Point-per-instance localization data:
☆ ☆ ☆ ☆

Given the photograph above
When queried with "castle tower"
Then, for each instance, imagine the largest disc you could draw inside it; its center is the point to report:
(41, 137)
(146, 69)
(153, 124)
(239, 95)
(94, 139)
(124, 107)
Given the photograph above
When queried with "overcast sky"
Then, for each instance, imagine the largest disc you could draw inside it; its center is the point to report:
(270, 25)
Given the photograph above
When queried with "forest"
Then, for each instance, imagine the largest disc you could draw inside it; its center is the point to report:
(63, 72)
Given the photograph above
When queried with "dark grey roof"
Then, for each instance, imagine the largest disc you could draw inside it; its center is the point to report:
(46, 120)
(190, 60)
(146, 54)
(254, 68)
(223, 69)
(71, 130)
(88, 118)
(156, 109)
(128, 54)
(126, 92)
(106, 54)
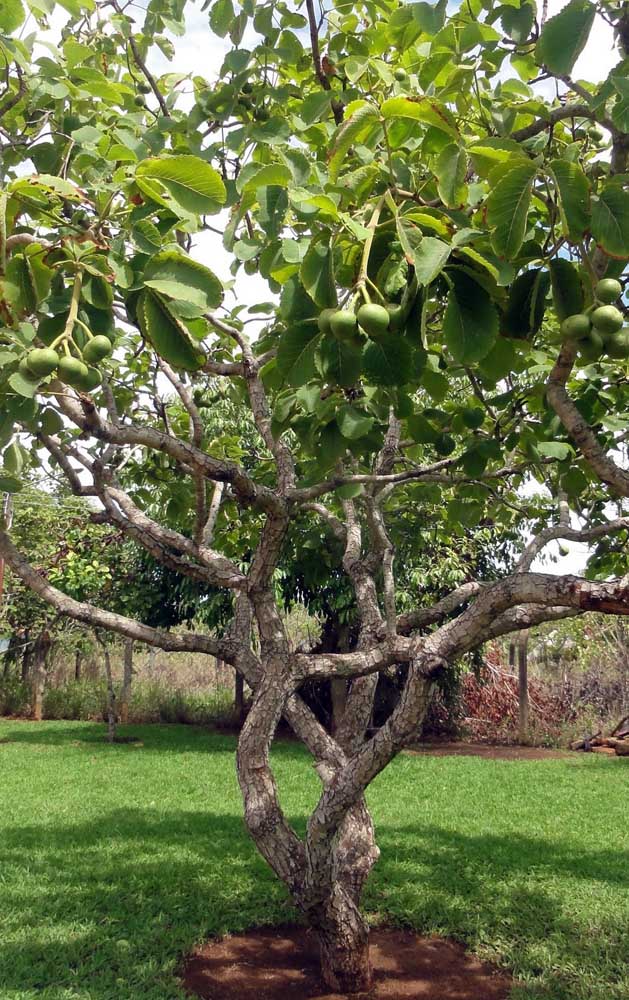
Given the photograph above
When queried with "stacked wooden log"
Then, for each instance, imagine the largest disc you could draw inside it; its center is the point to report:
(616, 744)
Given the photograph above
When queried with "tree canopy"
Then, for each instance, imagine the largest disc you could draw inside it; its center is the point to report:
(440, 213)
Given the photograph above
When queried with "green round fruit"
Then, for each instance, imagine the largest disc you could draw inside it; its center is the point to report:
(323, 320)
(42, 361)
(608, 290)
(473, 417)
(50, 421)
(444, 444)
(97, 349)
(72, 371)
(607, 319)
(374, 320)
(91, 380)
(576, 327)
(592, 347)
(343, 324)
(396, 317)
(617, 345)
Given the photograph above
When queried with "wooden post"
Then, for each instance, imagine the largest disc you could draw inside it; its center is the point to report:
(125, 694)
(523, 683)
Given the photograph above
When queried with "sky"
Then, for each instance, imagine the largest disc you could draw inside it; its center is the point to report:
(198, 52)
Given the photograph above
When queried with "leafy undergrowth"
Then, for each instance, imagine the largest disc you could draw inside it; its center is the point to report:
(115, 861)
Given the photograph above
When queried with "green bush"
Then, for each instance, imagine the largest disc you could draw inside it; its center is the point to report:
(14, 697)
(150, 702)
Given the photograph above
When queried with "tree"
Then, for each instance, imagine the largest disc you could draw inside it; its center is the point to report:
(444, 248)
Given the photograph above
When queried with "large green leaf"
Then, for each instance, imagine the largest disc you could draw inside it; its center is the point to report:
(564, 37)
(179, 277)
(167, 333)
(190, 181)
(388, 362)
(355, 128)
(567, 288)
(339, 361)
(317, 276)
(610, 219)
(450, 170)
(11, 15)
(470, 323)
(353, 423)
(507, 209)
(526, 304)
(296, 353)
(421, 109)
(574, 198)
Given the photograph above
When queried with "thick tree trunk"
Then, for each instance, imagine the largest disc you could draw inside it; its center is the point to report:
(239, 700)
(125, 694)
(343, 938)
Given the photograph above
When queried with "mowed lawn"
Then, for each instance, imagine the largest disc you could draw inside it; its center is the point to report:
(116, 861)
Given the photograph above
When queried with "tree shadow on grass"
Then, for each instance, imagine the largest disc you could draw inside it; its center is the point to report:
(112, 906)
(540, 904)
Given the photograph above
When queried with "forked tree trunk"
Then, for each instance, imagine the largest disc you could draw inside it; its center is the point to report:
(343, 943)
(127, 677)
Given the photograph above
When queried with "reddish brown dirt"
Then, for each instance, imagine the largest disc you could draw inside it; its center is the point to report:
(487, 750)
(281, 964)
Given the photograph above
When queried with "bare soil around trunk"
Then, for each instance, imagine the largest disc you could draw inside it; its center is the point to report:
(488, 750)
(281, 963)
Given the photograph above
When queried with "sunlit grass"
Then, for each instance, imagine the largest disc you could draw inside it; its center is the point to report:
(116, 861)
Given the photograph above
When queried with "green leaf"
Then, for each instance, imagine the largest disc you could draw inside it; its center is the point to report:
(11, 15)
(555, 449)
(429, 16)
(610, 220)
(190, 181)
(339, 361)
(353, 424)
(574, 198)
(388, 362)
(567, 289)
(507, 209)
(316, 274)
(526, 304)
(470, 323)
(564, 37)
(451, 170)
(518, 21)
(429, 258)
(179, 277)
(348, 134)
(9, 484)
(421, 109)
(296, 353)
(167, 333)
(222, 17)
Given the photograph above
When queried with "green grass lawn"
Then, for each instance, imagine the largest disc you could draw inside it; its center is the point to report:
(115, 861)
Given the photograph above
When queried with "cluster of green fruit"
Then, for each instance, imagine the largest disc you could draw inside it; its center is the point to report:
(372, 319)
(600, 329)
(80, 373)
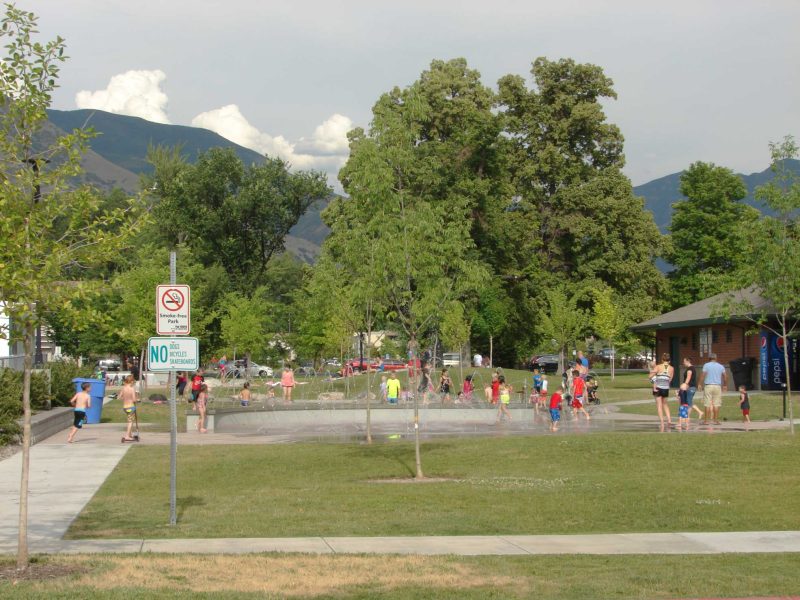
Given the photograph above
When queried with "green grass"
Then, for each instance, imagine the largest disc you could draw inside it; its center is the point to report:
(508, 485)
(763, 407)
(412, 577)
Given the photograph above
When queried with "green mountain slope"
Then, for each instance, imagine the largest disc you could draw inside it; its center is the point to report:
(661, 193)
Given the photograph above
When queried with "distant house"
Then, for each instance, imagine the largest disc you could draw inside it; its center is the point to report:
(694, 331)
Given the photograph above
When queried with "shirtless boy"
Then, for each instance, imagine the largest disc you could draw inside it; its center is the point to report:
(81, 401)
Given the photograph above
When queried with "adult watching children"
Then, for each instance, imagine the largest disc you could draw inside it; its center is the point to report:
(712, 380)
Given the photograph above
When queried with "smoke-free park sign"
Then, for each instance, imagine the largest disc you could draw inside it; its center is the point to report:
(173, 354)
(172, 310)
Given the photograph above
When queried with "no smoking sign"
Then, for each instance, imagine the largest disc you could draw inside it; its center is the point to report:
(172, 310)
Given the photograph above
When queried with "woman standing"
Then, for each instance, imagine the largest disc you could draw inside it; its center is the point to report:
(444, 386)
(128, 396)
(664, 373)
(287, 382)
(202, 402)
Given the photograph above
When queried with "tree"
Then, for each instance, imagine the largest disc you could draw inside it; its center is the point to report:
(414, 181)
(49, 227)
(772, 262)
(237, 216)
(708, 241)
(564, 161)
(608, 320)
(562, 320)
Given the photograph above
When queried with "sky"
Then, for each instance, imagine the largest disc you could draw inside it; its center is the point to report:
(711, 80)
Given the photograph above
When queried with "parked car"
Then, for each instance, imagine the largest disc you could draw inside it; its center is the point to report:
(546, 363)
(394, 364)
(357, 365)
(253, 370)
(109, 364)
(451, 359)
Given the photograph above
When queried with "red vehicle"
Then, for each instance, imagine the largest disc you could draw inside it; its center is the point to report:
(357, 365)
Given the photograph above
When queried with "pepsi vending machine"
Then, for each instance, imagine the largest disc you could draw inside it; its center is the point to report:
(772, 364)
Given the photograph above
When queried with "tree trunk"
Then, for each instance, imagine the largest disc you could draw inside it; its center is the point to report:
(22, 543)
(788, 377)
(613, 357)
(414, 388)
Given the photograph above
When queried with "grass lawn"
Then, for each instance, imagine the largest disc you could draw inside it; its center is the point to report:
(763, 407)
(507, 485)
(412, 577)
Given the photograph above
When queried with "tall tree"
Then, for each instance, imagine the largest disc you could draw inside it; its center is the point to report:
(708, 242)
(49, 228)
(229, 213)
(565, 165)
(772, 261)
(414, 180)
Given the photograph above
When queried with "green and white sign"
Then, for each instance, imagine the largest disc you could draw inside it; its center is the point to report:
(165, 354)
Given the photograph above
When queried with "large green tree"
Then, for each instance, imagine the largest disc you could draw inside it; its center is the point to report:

☆ ☆ ☆ ☆

- [Activity]:
Some lines above may contain the string "tree". State how many of them the records have, and nothing more.

- [Exercise answer]:
9